## What the task asks
Start at the line with "In this photo, point at the calm" in the records below, stop at the line with "In this photo, point at the red paddle", and return every line in that span exactly, the two end lines included.

## Extracted records
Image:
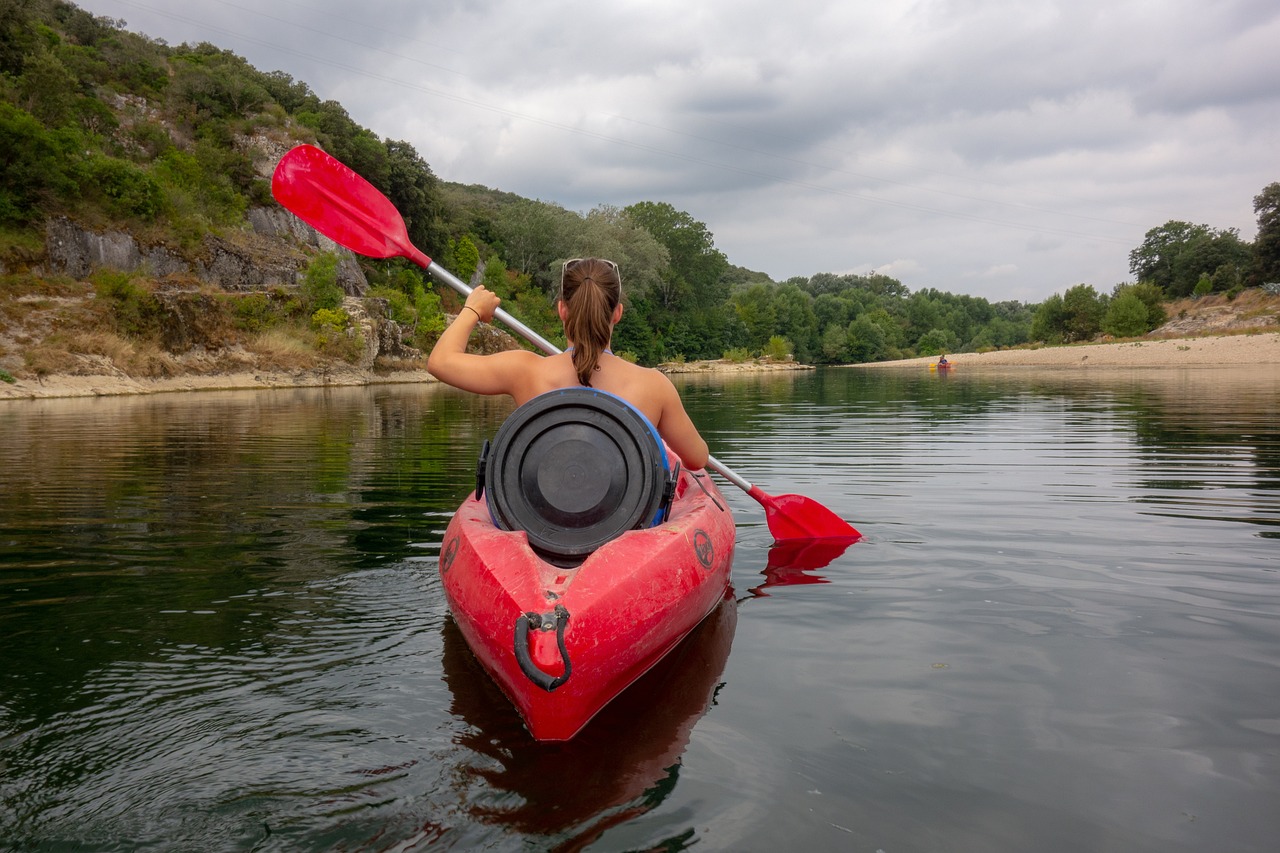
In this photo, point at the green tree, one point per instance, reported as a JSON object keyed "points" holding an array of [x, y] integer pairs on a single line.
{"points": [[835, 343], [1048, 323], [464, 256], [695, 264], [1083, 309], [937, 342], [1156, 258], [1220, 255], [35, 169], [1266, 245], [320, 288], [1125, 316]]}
* * *
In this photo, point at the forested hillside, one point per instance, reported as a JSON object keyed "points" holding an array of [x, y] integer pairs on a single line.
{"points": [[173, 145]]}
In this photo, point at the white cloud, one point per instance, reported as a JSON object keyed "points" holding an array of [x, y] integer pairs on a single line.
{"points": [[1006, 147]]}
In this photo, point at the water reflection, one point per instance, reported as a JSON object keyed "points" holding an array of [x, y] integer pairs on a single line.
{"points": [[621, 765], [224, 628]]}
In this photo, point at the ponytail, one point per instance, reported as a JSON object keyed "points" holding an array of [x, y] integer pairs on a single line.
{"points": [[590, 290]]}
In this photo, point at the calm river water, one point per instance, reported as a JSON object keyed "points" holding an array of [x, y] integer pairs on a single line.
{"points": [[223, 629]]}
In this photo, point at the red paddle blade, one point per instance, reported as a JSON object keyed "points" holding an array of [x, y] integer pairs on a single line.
* * *
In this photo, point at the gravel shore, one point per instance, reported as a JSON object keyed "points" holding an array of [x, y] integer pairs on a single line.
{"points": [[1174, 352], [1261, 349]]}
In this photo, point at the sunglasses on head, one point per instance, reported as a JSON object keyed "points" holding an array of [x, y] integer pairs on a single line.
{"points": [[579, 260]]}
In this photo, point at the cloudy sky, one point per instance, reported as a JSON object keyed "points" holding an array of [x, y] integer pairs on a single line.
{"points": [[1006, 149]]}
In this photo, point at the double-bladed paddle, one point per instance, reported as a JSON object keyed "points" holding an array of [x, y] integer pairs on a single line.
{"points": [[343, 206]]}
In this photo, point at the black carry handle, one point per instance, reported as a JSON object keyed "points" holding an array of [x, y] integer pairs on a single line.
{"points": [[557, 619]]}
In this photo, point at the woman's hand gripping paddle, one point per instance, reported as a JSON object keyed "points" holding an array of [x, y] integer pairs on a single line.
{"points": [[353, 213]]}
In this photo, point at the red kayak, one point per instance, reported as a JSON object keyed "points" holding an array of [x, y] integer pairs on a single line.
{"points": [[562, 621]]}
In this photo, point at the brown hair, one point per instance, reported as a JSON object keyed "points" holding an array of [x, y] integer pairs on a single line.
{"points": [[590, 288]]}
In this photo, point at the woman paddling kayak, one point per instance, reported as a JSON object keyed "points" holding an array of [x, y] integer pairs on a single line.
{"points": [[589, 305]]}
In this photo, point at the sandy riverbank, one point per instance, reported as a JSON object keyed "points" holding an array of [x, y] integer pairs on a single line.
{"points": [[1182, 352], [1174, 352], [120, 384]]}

## Your response
In this photo, point at the calm river water, one point per instance, reported as a JSON object keyed "points" holding an array of [x, y] integer pairs on a single line.
{"points": [[223, 629]]}
In this photo, point at the red paddle blade, one point per instance, reported as a JSON object keyed "points" holding an array of [x, y] integer pairs on a single line.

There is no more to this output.